**Extract provided**

####################

New homes sales up monthly, down yearly

Thin supply boosts new and existing home sales.

New home sales
Yelena Maleyev

Yelena Maleyev

Senior Economist, KPMG Economics, KPMG US

+1 312-665-2443

New home sales, which are captured at the contract signing, popped 1.1% in February after January sales were revised lower. While sales are up for three consecutive months, they remain 19% lower than a year ago. The South, the largest market for new construction, and the West both posted gains for the month. Builders are benefitting from a supply shortage in the resale market, pushing more buyers towards new homes, especially at the higher end of the market.

The uptick in sales was entirely due to homes that were sold before construction was even started. The concern is this is where cancellations tend to occur, especially if mortgage rates spike again. The recent turmoil in the financial sector has pushed long-term rates lower, which will provide comfort to home buyers. Mortgage applications to purchase a home have already picked up in March after hitting a new multi-decade low in February.

####################

**Dataset**
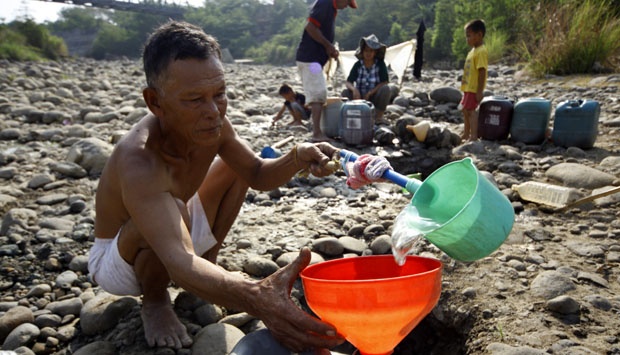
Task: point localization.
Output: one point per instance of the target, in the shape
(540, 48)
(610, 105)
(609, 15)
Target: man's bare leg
(466, 125)
(222, 194)
(473, 122)
(161, 325)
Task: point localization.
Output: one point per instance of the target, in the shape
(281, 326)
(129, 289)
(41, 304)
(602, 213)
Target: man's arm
(157, 217)
(267, 174)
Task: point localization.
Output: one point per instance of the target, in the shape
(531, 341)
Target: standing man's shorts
(469, 101)
(313, 81)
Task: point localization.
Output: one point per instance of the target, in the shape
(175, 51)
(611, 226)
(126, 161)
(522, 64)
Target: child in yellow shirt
(474, 78)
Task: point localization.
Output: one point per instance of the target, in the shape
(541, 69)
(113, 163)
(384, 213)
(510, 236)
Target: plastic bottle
(546, 194)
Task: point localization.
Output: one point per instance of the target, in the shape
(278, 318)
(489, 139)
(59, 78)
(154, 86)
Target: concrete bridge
(158, 7)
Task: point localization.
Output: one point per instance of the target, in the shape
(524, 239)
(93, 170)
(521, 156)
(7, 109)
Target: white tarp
(398, 57)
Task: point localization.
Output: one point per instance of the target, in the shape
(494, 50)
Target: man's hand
(292, 327)
(317, 157)
(332, 52)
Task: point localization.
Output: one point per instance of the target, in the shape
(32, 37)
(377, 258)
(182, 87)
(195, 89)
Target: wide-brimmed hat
(373, 42)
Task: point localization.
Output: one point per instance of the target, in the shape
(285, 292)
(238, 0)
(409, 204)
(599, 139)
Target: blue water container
(576, 123)
(357, 118)
(494, 117)
(530, 119)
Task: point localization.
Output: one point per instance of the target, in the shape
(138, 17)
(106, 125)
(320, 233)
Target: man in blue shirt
(315, 48)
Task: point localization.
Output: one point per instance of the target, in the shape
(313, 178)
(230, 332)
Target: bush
(13, 45)
(577, 36)
(25, 40)
(495, 41)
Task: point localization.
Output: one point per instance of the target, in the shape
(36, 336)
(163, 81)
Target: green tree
(442, 32)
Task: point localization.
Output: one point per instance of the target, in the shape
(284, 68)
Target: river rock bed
(553, 287)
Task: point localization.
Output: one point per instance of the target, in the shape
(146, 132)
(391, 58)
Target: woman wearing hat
(368, 79)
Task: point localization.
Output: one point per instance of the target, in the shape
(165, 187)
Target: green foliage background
(560, 36)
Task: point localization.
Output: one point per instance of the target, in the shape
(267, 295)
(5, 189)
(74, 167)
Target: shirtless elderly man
(165, 202)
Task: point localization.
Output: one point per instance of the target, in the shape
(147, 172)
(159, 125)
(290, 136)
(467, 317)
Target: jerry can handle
(575, 103)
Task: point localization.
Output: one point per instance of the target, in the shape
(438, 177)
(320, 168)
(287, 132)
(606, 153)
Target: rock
(97, 348)
(446, 94)
(580, 176)
(91, 154)
(23, 335)
(218, 338)
(104, 312)
(563, 304)
(550, 284)
(14, 318)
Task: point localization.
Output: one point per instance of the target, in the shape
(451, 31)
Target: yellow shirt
(477, 58)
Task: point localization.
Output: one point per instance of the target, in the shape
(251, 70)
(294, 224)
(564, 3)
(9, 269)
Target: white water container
(546, 194)
(330, 117)
(357, 119)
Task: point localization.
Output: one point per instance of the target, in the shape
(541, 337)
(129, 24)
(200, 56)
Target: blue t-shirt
(323, 15)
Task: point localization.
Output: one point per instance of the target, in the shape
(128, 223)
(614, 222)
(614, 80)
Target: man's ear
(151, 97)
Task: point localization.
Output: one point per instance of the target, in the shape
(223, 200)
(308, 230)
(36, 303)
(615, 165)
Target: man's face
(192, 98)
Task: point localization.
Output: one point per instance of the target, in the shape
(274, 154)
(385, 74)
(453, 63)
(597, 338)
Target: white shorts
(313, 82)
(116, 276)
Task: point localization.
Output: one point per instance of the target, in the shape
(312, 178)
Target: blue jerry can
(576, 123)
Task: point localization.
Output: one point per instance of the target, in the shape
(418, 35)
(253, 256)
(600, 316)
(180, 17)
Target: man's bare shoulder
(134, 153)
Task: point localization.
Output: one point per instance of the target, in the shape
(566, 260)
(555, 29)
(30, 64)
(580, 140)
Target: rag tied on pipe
(365, 170)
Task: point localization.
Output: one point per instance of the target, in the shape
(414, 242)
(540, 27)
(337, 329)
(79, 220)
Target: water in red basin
(371, 300)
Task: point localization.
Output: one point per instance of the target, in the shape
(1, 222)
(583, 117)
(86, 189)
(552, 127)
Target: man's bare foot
(321, 138)
(162, 328)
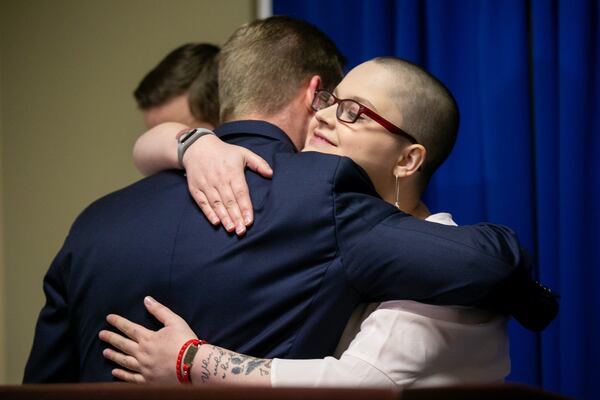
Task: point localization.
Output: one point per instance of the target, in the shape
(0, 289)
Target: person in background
(288, 287)
(399, 123)
(182, 88)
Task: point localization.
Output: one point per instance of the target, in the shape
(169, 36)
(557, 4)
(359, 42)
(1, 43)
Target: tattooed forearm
(230, 367)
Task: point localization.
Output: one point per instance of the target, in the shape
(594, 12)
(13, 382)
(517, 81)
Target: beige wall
(68, 122)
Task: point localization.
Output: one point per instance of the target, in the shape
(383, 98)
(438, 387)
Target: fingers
(205, 206)
(131, 329)
(223, 202)
(128, 376)
(127, 346)
(161, 312)
(125, 361)
(257, 164)
(242, 198)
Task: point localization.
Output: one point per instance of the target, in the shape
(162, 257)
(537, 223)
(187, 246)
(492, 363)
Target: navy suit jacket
(322, 242)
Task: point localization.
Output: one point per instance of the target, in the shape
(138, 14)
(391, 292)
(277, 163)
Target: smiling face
(366, 142)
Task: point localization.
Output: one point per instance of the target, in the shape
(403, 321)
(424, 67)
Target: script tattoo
(221, 363)
(205, 372)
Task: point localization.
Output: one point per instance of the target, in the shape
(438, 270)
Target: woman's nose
(327, 115)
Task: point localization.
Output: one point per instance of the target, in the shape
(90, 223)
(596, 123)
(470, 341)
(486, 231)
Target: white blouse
(405, 343)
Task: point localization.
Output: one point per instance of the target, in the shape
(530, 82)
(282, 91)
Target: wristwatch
(186, 137)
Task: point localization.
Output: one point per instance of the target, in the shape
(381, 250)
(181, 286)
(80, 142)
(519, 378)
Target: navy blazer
(322, 242)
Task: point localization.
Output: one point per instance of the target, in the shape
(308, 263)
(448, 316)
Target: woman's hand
(215, 173)
(146, 355)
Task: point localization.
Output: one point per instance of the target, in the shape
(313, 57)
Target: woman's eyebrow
(364, 101)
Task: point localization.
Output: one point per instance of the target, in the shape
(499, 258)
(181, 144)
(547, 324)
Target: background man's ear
(313, 84)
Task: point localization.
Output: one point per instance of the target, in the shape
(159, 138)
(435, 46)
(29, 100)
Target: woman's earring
(397, 193)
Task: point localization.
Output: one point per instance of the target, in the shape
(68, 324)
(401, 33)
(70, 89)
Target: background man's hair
(189, 68)
(429, 111)
(263, 64)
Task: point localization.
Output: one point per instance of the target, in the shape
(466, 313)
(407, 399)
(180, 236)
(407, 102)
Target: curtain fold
(525, 75)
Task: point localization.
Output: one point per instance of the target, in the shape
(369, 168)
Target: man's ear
(313, 84)
(410, 160)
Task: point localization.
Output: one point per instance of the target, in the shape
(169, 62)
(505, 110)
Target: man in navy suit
(322, 239)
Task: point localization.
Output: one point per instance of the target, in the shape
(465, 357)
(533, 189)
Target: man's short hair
(264, 63)
(190, 68)
(429, 111)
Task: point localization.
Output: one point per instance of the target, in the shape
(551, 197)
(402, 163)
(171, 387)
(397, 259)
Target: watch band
(186, 138)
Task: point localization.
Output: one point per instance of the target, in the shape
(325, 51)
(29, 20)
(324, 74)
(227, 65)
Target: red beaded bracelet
(184, 371)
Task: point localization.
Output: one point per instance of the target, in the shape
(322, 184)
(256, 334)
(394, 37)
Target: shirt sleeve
(396, 348)
(347, 371)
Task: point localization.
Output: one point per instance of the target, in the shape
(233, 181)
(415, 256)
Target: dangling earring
(397, 193)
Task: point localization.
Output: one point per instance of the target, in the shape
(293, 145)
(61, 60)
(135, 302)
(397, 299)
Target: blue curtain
(526, 77)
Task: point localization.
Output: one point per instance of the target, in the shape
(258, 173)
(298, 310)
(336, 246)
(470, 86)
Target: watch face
(186, 135)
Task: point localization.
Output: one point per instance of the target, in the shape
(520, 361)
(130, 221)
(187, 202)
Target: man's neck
(292, 119)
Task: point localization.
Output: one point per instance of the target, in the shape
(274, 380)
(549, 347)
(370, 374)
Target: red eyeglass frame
(362, 109)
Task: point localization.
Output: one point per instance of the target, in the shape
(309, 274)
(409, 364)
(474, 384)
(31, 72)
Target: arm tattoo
(226, 365)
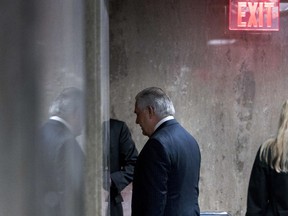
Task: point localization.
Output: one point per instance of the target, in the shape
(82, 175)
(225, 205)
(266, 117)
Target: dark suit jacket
(166, 175)
(267, 191)
(123, 156)
(59, 175)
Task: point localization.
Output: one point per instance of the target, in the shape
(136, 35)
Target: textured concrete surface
(227, 95)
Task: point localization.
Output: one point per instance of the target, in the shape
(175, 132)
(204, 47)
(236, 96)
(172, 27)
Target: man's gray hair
(68, 101)
(156, 98)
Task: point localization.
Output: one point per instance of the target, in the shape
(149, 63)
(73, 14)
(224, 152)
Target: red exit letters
(254, 15)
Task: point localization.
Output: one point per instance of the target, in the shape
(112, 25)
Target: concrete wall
(228, 96)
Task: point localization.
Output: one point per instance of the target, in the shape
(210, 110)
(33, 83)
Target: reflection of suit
(267, 191)
(60, 163)
(166, 174)
(123, 155)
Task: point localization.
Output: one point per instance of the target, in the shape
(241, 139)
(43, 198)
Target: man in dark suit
(166, 175)
(123, 156)
(60, 160)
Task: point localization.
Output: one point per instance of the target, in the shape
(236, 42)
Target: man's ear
(151, 111)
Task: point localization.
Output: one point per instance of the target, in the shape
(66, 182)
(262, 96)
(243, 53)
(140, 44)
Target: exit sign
(254, 15)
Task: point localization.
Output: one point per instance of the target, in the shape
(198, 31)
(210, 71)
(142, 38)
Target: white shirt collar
(162, 121)
(57, 118)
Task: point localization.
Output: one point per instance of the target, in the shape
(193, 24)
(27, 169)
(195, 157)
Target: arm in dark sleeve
(128, 157)
(257, 199)
(154, 167)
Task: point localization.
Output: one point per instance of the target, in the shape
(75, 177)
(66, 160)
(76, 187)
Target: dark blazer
(267, 191)
(123, 156)
(166, 174)
(59, 176)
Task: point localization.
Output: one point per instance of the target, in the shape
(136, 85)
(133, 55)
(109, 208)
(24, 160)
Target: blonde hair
(275, 151)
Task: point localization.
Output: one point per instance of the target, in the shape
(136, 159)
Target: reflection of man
(166, 174)
(123, 156)
(60, 160)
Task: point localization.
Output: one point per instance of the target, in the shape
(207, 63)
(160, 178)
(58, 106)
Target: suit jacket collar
(165, 124)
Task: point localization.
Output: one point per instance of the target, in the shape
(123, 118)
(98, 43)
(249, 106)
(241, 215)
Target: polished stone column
(97, 91)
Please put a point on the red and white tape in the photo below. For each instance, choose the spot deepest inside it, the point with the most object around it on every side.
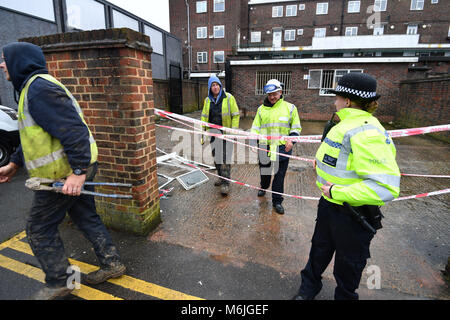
(230, 138)
(423, 195)
(434, 193)
(247, 135)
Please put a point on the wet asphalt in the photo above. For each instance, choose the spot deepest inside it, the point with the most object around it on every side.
(238, 248)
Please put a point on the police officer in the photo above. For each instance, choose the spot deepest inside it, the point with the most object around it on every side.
(356, 172)
(275, 117)
(220, 108)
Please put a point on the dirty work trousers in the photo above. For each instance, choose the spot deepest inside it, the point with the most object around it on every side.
(47, 212)
(222, 152)
(278, 168)
(336, 232)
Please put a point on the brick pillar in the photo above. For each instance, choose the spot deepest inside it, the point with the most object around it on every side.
(109, 73)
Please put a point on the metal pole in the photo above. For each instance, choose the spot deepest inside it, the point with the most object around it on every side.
(189, 40)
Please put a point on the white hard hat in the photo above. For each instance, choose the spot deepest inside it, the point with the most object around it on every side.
(273, 85)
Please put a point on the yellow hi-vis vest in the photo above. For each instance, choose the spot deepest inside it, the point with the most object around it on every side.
(358, 157)
(279, 120)
(44, 155)
(230, 112)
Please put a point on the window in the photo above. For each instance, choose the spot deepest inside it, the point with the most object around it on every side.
(219, 31)
(155, 39)
(291, 10)
(322, 8)
(123, 21)
(85, 15)
(380, 5)
(41, 9)
(378, 31)
(202, 57)
(219, 5)
(219, 57)
(327, 79)
(289, 35)
(285, 77)
(412, 29)
(417, 4)
(277, 12)
(201, 6)
(353, 6)
(351, 31)
(202, 32)
(320, 32)
(255, 36)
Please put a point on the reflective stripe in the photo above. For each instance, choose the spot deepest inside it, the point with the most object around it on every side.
(323, 181)
(346, 148)
(384, 194)
(274, 125)
(34, 164)
(344, 174)
(333, 144)
(384, 179)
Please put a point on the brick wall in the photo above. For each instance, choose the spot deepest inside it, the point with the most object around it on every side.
(109, 73)
(193, 94)
(310, 104)
(425, 102)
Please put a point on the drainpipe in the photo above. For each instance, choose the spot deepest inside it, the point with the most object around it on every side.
(189, 40)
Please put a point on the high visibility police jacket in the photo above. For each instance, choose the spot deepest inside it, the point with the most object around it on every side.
(44, 155)
(358, 157)
(230, 112)
(279, 120)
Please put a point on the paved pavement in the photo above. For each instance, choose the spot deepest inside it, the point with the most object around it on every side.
(238, 248)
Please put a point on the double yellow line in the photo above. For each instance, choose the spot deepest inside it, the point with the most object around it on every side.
(86, 292)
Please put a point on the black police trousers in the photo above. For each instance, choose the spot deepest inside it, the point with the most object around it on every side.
(336, 232)
(222, 152)
(48, 211)
(277, 169)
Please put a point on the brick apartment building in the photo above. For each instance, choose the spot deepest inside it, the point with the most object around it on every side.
(310, 44)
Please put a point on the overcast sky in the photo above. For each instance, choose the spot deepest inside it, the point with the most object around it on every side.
(154, 11)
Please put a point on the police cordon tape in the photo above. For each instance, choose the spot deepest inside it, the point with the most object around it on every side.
(248, 135)
(218, 135)
(422, 195)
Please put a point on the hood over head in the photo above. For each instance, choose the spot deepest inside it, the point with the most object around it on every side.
(23, 61)
(211, 80)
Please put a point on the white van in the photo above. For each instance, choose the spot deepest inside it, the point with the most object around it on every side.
(9, 134)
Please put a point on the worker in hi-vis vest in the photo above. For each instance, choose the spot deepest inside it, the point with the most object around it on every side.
(356, 173)
(220, 108)
(56, 144)
(275, 117)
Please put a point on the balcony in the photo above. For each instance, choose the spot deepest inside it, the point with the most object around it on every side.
(347, 43)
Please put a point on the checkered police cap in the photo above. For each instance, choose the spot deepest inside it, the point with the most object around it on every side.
(360, 85)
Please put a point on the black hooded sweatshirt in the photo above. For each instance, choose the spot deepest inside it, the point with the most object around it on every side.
(49, 105)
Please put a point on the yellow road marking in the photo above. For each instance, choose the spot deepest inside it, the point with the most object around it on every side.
(35, 273)
(18, 237)
(124, 281)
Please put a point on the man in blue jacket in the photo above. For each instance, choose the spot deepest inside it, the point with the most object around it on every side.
(55, 143)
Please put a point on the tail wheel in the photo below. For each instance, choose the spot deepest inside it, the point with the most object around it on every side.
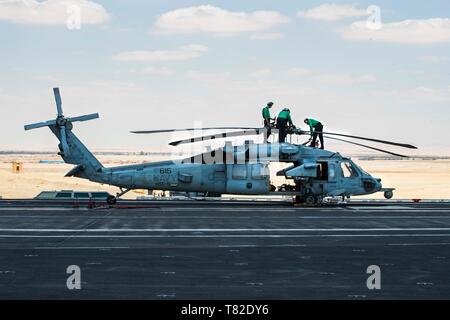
(111, 200)
(299, 200)
(310, 200)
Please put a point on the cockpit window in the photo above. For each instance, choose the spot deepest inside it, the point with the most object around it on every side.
(348, 170)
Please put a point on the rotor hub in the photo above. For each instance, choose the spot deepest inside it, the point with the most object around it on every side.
(61, 121)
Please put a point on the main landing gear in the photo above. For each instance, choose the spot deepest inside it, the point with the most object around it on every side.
(112, 200)
(308, 200)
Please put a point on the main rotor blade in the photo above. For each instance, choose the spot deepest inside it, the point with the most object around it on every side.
(191, 129)
(369, 147)
(58, 101)
(252, 132)
(84, 118)
(403, 145)
(40, 125)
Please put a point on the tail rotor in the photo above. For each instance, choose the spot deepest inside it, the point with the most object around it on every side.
(61, 122)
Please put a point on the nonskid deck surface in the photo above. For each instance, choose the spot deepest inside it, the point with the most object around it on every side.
(216, 250)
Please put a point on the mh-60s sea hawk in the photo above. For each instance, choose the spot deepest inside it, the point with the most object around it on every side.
(239, 170)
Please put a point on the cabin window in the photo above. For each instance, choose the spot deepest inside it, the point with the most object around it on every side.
(322, 171)
(348, 170)
(239, 172)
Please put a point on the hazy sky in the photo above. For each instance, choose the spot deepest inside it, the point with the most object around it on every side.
(162, 64)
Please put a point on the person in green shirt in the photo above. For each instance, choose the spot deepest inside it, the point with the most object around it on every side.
(267, 119)
(284, 118)
(316, 130)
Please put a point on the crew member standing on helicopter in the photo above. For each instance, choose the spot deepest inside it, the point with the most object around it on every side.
(267, 119)
(316, 129)
(284, 118)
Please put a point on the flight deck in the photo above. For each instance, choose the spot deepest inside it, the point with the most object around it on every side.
(166, 250)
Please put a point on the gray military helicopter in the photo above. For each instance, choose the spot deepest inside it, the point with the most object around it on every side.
(240, 170)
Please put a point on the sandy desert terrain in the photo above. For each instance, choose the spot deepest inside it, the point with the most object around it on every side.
(413, 179)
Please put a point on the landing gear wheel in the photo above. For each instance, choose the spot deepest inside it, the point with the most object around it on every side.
(388, 194)
(111, 200)
(299, 200)
(310, 200)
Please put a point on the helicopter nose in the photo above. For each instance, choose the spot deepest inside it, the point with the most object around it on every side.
(379, 185)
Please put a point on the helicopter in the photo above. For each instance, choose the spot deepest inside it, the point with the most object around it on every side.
(237, 170)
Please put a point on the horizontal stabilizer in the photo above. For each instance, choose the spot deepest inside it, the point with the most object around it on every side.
(84, 118)
(74, 171)
(40, 125)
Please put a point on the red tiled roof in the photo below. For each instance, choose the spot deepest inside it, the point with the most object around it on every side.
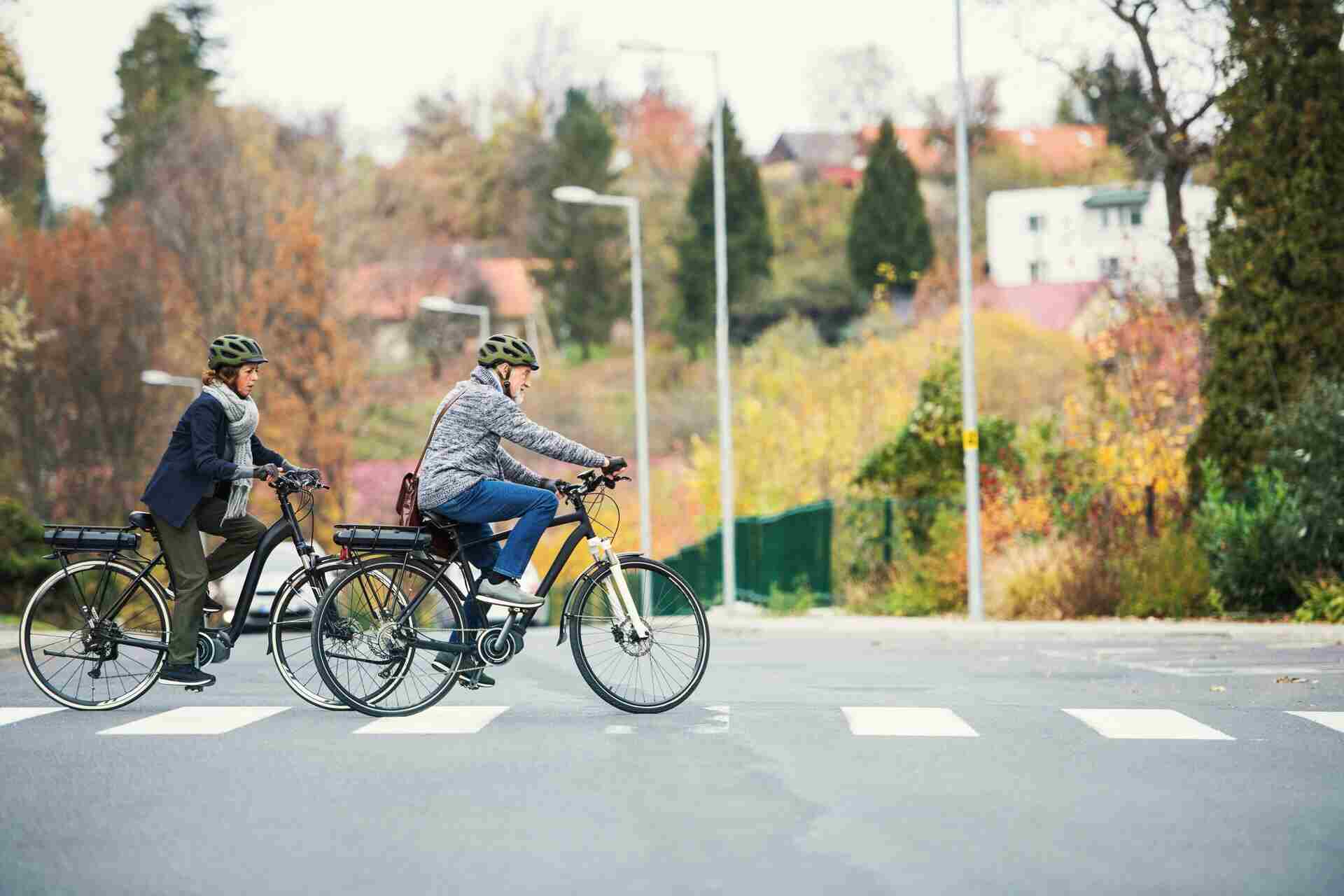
(1047, 305)
(1059, 148)
(391, 290)
(510, 284)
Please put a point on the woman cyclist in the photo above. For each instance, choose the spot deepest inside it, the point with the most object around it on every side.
(202, 485)
(470, 479)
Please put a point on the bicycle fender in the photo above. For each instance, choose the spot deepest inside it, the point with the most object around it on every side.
(588, 575)
(293, 577)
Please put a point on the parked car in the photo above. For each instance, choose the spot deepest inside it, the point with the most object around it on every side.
(283, 561)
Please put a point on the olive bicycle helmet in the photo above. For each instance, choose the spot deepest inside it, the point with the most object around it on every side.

####################

**Task to complete**
Copy out everything in the new home sales piece from "New homes sales" down to "of the market.", word for word. The items have no connection to the text.

**Response area**
New homes sales up monthly, down yearly

Thin supply boosts new and existing home sales.

New home sales
Yelena Maleyev

Yelena Maleyev

Senior Economist, KPMG Economics, KPMG US

+1 312-665-2443

New home sales, which are captured at the contract signing, popped 1.1% in February after January sales were revised lower. While sales are up for three consecutive months, they remain 19% lower than a year ago. The South, the largest market for new construction, and the West both posted gains for the month. Builders are benefitting from a supply shortage in the resale market, pushing more buyers towards new homes, especially at the higher end of the market.